## Instructions for the task
Filter the records below, keeping only the lines that contain the word "laptop", and copy each of those lines. Match case exactly.

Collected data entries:

----

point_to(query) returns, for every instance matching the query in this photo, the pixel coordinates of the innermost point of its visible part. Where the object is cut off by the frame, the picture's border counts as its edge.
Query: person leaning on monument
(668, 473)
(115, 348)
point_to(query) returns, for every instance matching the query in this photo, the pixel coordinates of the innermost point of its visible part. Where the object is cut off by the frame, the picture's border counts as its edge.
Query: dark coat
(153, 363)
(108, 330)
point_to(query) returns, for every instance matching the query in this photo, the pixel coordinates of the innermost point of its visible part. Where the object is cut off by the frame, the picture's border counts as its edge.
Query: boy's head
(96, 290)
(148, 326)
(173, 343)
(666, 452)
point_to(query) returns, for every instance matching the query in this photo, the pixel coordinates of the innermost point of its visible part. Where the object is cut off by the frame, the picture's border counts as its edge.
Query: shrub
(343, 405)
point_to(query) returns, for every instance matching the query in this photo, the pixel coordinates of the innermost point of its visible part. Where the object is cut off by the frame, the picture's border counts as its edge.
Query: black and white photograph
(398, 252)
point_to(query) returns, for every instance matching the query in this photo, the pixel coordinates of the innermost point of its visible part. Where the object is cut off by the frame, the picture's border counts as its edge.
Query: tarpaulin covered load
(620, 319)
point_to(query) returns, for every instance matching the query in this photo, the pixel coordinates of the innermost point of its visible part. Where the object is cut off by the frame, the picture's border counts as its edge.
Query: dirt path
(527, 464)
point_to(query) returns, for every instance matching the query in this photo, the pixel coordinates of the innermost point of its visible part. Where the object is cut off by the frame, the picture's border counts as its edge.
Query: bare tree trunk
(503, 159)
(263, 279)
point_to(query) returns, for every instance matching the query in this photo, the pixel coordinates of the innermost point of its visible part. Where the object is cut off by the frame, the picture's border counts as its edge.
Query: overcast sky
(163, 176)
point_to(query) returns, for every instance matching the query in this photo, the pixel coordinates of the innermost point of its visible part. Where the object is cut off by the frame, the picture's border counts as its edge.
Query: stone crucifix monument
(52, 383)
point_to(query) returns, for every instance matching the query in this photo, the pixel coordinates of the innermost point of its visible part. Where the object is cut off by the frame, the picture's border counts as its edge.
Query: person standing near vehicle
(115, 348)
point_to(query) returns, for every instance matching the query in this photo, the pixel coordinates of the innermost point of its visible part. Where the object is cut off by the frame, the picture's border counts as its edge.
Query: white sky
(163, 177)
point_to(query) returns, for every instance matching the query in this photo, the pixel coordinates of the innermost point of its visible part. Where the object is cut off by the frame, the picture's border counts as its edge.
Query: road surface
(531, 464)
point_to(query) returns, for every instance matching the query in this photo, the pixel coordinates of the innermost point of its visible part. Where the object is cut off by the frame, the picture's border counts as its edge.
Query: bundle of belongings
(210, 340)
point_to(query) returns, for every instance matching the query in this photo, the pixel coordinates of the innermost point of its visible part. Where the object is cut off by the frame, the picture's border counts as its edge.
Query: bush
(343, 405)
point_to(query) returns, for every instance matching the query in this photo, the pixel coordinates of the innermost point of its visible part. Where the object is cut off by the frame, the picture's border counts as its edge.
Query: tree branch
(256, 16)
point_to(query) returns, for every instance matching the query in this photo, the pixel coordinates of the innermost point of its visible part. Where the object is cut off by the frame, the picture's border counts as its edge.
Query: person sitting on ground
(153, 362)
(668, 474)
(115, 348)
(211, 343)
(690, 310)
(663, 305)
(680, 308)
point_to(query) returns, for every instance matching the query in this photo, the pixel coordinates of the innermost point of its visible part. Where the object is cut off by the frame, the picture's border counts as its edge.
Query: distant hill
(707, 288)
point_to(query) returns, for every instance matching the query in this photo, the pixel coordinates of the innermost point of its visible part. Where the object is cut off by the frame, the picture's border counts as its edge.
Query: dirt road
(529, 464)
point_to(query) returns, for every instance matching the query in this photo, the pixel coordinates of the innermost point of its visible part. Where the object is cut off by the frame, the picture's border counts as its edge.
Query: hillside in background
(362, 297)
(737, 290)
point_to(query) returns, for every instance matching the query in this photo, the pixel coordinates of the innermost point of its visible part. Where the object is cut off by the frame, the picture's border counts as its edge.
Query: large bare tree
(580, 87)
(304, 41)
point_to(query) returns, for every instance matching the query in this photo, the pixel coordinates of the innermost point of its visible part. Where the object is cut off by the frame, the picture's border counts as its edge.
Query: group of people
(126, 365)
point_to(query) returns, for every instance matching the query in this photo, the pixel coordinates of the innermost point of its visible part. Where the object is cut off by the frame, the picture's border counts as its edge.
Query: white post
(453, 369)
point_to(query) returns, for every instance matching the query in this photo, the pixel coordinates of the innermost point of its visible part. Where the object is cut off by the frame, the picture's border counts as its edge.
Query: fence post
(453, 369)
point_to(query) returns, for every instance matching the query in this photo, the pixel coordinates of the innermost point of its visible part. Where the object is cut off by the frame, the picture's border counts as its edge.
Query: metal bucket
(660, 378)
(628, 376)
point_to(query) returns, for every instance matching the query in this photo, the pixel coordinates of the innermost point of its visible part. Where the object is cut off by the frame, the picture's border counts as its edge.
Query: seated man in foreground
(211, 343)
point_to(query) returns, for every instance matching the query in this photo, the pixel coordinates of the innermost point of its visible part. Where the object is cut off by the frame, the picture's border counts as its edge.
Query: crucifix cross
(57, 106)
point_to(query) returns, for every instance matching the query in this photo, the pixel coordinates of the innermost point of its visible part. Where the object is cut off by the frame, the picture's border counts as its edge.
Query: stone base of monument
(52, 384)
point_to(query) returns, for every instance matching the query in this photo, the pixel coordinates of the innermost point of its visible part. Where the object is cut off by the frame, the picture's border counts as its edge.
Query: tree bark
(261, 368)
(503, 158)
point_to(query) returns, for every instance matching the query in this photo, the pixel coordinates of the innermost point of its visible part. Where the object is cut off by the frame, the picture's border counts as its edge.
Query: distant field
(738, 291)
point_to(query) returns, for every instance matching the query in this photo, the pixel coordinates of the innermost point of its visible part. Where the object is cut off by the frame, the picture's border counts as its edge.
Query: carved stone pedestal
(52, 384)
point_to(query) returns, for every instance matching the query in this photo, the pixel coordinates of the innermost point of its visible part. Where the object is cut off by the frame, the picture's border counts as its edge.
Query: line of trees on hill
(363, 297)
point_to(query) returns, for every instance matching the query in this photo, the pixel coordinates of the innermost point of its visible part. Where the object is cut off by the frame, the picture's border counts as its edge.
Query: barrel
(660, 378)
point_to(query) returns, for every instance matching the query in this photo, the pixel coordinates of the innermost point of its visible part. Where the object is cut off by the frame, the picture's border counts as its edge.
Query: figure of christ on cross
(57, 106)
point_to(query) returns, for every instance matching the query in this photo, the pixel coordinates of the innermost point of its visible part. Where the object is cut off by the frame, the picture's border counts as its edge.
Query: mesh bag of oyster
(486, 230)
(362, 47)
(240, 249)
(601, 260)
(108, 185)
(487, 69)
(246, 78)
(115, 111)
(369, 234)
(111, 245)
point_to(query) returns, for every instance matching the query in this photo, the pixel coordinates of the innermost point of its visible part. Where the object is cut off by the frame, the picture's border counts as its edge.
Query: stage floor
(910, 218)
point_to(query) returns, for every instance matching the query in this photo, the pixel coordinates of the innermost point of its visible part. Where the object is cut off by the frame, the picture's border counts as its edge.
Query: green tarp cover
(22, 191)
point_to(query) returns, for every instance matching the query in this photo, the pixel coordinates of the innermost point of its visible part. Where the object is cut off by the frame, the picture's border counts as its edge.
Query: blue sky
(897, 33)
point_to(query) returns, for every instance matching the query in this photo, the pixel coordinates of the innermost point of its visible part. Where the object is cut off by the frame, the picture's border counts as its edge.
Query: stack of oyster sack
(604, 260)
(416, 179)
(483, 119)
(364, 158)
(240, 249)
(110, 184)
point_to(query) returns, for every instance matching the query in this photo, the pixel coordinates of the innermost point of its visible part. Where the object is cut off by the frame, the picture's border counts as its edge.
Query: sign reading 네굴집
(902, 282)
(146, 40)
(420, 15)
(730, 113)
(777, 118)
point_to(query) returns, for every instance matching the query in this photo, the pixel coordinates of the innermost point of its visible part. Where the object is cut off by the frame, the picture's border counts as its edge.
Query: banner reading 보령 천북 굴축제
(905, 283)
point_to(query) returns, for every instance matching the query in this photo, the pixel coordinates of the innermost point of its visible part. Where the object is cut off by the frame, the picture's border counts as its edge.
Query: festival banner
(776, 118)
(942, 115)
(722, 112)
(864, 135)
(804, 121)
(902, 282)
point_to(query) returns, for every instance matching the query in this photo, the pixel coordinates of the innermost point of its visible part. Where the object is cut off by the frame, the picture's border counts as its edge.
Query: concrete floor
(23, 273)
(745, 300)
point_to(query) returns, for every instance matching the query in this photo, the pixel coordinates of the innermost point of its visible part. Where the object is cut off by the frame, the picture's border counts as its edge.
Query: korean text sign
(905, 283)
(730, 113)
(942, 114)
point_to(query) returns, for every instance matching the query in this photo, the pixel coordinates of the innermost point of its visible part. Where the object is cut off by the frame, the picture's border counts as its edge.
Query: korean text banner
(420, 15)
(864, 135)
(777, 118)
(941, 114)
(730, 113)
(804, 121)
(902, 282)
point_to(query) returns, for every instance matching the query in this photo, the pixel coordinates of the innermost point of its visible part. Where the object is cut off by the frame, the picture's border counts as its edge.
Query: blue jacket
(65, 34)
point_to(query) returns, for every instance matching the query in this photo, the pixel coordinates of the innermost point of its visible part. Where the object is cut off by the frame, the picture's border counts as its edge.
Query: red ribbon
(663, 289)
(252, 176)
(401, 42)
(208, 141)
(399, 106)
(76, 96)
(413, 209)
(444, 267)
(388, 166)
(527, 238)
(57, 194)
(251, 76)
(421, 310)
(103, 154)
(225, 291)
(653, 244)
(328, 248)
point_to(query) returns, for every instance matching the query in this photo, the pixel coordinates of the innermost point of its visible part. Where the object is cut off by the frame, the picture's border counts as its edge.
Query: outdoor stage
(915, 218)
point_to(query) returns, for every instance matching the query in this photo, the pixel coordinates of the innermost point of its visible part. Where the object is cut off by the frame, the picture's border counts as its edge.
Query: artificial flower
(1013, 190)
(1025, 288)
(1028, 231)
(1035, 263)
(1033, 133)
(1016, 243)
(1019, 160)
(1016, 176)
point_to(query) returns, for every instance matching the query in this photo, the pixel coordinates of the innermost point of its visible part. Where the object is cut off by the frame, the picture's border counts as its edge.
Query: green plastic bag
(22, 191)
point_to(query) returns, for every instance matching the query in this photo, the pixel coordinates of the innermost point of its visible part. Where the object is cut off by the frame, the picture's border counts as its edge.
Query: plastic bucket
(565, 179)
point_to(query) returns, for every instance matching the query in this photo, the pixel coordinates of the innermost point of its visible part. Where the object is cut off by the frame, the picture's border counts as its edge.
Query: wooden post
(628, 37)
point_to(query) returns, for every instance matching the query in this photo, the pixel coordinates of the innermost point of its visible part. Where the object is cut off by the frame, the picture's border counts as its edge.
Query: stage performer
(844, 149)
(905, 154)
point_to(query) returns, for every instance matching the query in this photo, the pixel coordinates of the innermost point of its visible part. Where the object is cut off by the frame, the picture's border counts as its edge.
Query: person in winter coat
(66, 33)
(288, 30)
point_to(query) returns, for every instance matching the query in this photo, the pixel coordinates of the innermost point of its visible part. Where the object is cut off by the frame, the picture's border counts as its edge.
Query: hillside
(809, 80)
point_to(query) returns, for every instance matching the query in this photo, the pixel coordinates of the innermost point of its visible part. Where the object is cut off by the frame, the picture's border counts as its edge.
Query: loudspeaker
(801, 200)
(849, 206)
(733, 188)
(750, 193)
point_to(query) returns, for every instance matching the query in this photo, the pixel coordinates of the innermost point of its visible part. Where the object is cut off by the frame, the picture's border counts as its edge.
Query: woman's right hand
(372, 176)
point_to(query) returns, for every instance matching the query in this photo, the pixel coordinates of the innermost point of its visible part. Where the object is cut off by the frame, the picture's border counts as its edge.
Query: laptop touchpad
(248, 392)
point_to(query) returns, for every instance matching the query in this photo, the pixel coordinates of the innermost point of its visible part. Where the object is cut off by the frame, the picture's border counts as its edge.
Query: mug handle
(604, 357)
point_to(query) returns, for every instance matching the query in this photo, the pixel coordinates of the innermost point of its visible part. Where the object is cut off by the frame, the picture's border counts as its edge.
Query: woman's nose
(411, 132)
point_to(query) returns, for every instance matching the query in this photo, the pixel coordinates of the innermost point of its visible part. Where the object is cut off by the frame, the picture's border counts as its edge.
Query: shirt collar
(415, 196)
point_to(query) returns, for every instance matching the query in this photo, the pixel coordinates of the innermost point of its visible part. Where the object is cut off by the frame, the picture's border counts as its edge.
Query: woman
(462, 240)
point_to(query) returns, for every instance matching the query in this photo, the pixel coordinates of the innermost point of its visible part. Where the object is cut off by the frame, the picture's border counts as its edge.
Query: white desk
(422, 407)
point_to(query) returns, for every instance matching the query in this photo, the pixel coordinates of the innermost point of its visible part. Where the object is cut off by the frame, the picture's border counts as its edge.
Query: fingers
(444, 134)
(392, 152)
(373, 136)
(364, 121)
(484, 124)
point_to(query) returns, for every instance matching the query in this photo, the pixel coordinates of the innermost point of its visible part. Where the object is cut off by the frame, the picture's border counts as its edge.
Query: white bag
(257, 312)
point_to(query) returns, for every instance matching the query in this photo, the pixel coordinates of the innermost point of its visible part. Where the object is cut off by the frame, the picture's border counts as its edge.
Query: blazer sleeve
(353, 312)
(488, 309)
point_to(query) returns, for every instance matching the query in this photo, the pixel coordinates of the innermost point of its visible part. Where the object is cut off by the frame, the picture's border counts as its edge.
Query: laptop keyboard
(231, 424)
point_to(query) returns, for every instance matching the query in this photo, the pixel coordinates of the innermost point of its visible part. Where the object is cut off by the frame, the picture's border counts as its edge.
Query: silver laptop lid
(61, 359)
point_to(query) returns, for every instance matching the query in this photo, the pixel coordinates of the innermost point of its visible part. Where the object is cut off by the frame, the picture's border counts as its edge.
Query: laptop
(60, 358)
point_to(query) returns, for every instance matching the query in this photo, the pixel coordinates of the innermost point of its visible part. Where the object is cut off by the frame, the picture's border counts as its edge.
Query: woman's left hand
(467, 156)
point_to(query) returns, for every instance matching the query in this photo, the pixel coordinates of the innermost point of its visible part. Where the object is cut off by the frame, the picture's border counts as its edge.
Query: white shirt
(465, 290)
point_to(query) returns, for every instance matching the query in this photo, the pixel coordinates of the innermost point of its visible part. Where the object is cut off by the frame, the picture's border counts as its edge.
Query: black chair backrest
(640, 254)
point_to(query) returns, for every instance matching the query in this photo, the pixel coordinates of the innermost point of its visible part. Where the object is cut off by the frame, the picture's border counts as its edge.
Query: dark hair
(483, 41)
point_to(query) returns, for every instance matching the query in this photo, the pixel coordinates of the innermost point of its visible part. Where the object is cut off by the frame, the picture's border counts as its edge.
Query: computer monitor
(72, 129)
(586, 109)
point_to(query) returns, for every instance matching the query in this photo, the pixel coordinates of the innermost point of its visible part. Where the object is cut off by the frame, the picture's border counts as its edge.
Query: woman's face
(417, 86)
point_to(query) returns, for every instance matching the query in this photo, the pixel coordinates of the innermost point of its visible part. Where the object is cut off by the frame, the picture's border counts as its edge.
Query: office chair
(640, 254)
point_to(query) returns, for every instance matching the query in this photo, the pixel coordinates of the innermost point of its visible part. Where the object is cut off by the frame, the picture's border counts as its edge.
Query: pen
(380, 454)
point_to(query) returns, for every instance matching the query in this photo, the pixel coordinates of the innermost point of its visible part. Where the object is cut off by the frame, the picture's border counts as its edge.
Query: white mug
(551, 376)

----

## Completed task
Query: laptop touchpad
Query: laptop keyboard
Query: silver laptop lid
Query: laptop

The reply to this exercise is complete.